### Brief:
Find every line in the material below that contains the word "this" and copy each one out. Case matters.

### Exercise data:
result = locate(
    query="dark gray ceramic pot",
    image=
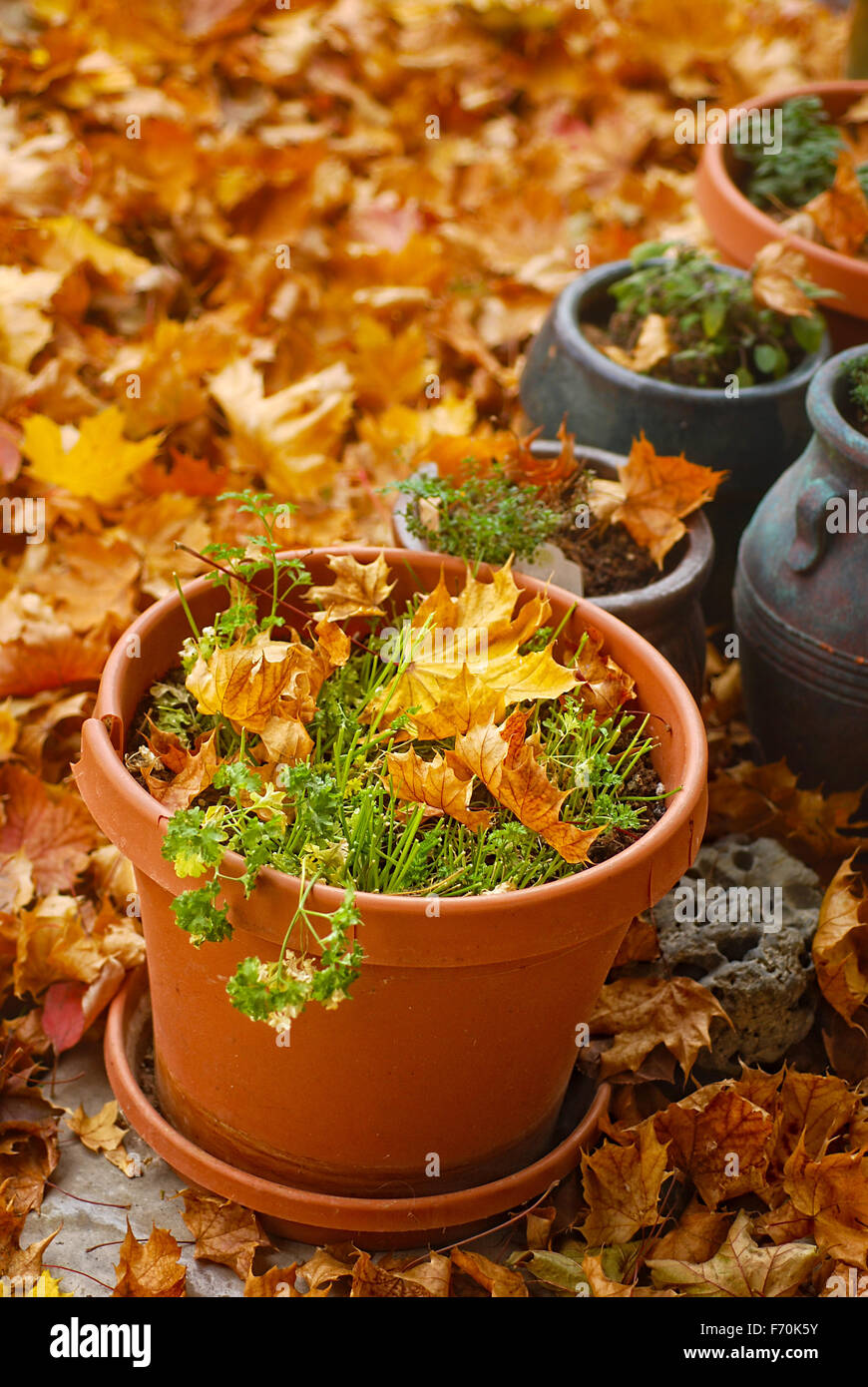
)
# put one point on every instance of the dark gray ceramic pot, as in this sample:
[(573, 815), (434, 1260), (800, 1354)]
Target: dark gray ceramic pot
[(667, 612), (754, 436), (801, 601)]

...

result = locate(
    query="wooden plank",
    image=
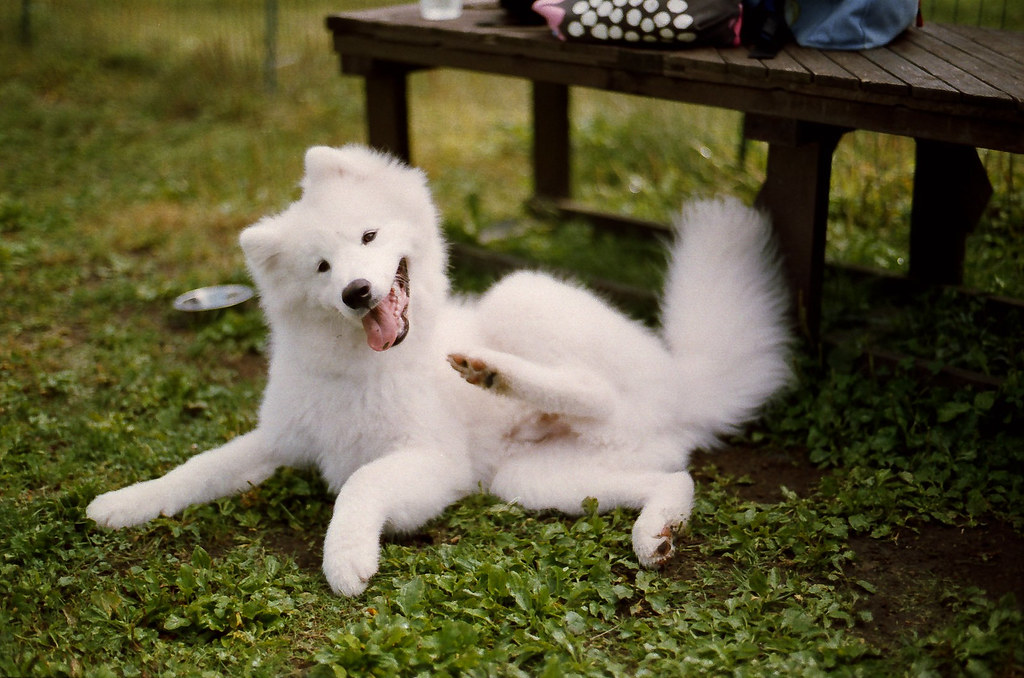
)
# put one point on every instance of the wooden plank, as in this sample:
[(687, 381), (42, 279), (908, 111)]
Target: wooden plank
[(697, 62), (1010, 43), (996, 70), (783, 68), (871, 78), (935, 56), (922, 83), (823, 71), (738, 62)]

### Finished task:
# put one point on every instance of the dark gray ceramic pot, as in this sample:
# put one point on every instance of the wooden plank, as in this sample:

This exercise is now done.